┏━━
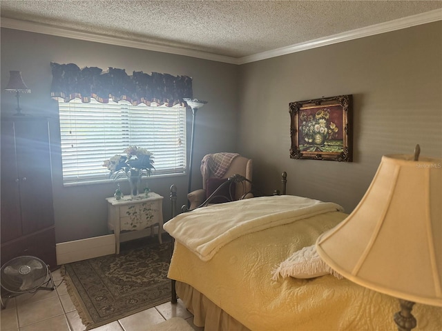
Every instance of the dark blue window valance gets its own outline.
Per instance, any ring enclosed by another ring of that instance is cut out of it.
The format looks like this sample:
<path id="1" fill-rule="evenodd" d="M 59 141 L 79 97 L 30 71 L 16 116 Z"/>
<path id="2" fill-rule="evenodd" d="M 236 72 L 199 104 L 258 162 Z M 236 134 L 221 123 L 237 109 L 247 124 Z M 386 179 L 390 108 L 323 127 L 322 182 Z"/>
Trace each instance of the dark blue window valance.
<path id="1" fill-rule="evenodd" d="M 68 102 L 80 98 L 82 102 L 90 102 L 94 98 L 107 103 L 126 100 L 136 106 L 144 103 L 150 106 L 172 107 L 184 104 L 183 98 L 192 98 L 192 79 L 187 76 L 172 76 L 169 74 L 134 71 L 132 76 L 124 69 L 109 68 L 108 71 L 97 67 L 80 69 L 74 63 L 58 64 L 51 62 L 52 83 L 52 97 L 60 97 Z"/>

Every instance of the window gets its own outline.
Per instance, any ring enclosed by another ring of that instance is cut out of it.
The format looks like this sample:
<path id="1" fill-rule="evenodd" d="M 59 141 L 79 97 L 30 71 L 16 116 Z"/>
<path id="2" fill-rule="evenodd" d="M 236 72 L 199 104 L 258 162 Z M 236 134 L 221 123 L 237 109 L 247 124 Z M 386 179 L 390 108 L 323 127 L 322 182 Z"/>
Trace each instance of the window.
<path id="1" fill-rule="evenodd" d="M 153 153 L 153 176 L 186 170 L 186 108 L 59 98 L 64 185 L 109 179 L 104 160 L 129 146 Z"/>

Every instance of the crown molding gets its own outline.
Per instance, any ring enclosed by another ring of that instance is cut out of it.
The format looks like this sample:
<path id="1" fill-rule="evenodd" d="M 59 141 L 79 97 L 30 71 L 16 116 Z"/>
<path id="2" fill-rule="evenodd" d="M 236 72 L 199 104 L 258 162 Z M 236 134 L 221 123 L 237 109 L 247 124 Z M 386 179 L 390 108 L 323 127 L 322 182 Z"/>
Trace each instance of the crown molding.
<path id="1" fill-rule="evenodd" d="M 373 26 L 346 31 L 343 33 L 333 34 L 323 38 L 313 39 L 305 43 L 300 43 L 290 46 L 282 47 L 267 52 L 262 52 L 248 57 L 238 59 L 238 64 L 244 64 L 250 62 L 280 57 L 287 54 L 311 50 L 318 47 L 326 46 L 334 43 L 347 41 L 349 40 L 363 38 L 365 37 L 374 36 L 385 32 L 390 32 L 396 30 L 405 29 L 412 26 L 425 24 L 442 20 L 442 9 L 436 9 L 430 12 L 418 14 L 416 15 L 403 17 L 402 19 L 390 21 L 385 23 L 375 24 Z"/>
<path id="2" fill-rule="evenodd" d="M 177 55 L 195 57 L 198 59 L 240 65 L 441 20 L 442 9 L 437 9 L 423 12 L 422 14 L 409 16 L 402 19 L 395 19 L 394 21 L 352 30 L 345 32 L 318 38 L 309 41 L 299 43 L 289 46 L 282 47 L 240 58 L 218 55 L 205 52 L 189 50 L 187 48 L 155 45 L 136 40 L 129 40 L 93 33 L 83 32 L 73 30 L 57 28 L 52 26 L 3 17 L 2 17 L 0 21 L 0 26 L 2 28 L 20 30 L 30 32 L 50 34 L 64 38 L 71 38 L 95 43 L 153 50 L 155 52 L 175 54 Z"/>
<path id="3" fill-rule="evenodd" d="M 238 59 L 224 55 L 200 52 L 198 50 L 181 48 L 178 47 L 164 46 L 155 45 L 137 40 L 131 40 L 123 38 L 116 38 L 115 37 L 105 36 L 89 32 L 83 32 L 70 29 L 57 28 L 53 26 L 48 26 L 39 23 L 20 21 L 18 19 L 8 19 L 1 17 L 0 21 L 1 28 L 9 29 L 20 30 L 29 32 L 41 33 L 43 34 L 50 34 L 52 36 L 70 38 L 73 39 L 79 39 L 94 43 L 107 43 L 117 46 L 130 47 L 140 50 L 153 50 L 163 53 L 175 54 L 177 55 L 184 55 L 186 57 L 196 57 L 206 60 L 216 61 L 218 62 L 225 62 L 231 64 L 238 64 Z"/>

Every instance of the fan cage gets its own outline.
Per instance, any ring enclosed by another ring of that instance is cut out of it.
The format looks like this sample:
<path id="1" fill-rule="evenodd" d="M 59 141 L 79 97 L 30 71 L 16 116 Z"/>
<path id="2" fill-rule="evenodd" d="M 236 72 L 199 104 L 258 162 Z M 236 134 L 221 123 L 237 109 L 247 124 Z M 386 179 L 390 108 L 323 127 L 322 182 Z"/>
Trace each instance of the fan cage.
<path id="1" fill-rule="evenodd" d="M 41 268 L 32 267 L 36 265 L 36 263 L 39 263 Z M 22 256 L 3 264 L 0 275 L 3 288 L 12 293 L 25 293 L 37 290 L 44 284 L 49 276 L 49 269 L 46 263 L 37 257 Z"/>

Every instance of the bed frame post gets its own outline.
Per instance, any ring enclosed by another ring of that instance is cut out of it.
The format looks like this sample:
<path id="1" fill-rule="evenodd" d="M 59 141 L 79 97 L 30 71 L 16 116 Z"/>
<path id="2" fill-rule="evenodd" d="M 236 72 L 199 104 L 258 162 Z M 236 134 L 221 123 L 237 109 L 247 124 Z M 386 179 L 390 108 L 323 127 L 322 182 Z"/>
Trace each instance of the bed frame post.
<path id="1" fill-rule="evenodd" d="M 285 171 L 281 176 L 282 176 L 282 179 L 281 179 L 281 183 L 282 183 L 282 195 L 285 195 L 287 185 L 287 173 Z"/>
<path id="2" fill-rule="evenodd" d="M 176 216 L 177 212 L 177 187 L 175 185 L 172 185 L 171 186 L 171 215 L 173 219 Z M 171 259 L 172 258 L 172 254 L 173 254 L 173 248 L 175 247 L 175 238 L 172 237 L 172 244 L 171 244 Z M 175 283 L 176 281 L 175 279 L 171 279 L 171 288 L 172 290 L 171 301 L 172 303 L 177 303 L 177 292 L 175 290 Z"/>

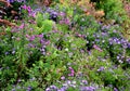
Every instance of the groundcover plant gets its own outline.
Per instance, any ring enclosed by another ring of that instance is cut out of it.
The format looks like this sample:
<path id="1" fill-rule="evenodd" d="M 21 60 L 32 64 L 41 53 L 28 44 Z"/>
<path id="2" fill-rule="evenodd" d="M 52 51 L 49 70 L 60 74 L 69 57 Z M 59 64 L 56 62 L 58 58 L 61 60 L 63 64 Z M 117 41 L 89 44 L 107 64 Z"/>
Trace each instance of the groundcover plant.
<path id="1" fill-rule="evenodd" d="M 129 0 L 9 2 L 22 16 L 0 25 L 0 91 L 130 90 Z"/>

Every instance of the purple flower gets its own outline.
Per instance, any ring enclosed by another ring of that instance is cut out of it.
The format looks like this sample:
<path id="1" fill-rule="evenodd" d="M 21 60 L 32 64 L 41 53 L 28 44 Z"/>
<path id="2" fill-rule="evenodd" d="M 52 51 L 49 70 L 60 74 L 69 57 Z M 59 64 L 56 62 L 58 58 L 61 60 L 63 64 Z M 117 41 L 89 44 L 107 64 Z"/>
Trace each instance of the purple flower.
<path id="1" fill-rule="evenodd" d="M 98 69 L 98 72 L 103 72 L 105 68 L 102 66 Z"/>
<path id="2" fill-rule="evenodd" d="M 61 79 L 62 79 L 62 80 L 65 80 L 65 77 L 64 77 L 64 76 L 62 76 L 62 77 L 61 77 Z"/>
<path id="3" fill-rule="evenodd" d="M 127 62 L 128 64 L 130 64 L 130 57 L 129 57 L 129 58 L 127 58 L 127 60 L 126 60 L 126 62 Z"/>
<path id="4" fill-rule="evenodd" d="M 80 91 L 95 91 L 95 88 L 94 87 L 81 87 L 80 88 Z"/>
<path id="5" fill-rule="evenodd" d="M 27 91 L 31 91 L 31 89 L 32 89 L 31 87 L 28 87 L 28 88 L 27 88 Z"/>
<path id="6" fill-rule="evenodd" d="M 114 88 L 114 91 L 118 91 L 118 89 L 117 89 L 117 88 Z"/>

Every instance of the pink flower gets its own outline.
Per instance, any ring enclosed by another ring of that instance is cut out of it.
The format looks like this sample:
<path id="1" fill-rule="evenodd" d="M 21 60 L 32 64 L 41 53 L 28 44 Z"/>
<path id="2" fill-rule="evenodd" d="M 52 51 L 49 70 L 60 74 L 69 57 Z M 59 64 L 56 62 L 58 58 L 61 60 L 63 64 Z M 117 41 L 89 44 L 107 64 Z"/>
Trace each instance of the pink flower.
<path id="1" fill-rule="evenodd" d="M 100 51 L 100 52 L 103 51 L 103 50 L 102 50 L 100 47 L 98 47 L 96 44 L 94 44 L 93 48 L 96 49 L 96 50 Z"/>
<path id="2" fill-rule="evenodd" d="M 24 28 L 24 23 L 20 26 L 20 28 L 21 28 L 21 29 L 23 29 L 23 28 Z"/>
<path id="3" fill-rule="evenodd" d="M 68 76 L 74 76 L 75 75 L 75 72 L 74 72 L 74 69 L 72 68 L 72 67 L 68 67 L 69 68 L 69 70 L 70 70 L 70 74 L 68 74 Z"/>
<path id="4" fill-rule="evenodd" d="M 22 8 L 23 8 L 24 10 L 26 10 L 26 9 L 27 9 L 27 5 L 26 5 L 26 4 L 24 4 L 24 5 L 22 5 Z"/>

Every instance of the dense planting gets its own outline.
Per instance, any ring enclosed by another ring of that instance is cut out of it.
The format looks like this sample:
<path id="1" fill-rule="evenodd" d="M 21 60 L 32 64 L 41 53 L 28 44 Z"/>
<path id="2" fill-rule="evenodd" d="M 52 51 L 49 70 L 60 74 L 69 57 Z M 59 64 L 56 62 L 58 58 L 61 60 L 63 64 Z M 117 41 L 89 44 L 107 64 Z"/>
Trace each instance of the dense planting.
<path id="1" fill-rule="evenodd" d="M 122 0 L 15 2 L 22 18 L 0 27 L 1 91 L 129 91 Z"/>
┗━━
• PROBLEM DETAILS: Pull out every line of the records above that contains the word "each", and list those lines in their original order.

• TASK ANSWER:
Trace each instance of the dark blue window valance.
Trace each instance of the window.
Trace each instance of the crown molding.
Trace each instance of the fan cage.
Trace each instance of the bed frame post.
Trace each instance of the groundcover plant.
Trace each instance of the purple flower.
Trace each instance of the pink flower.
Trace each instance of the dense planting.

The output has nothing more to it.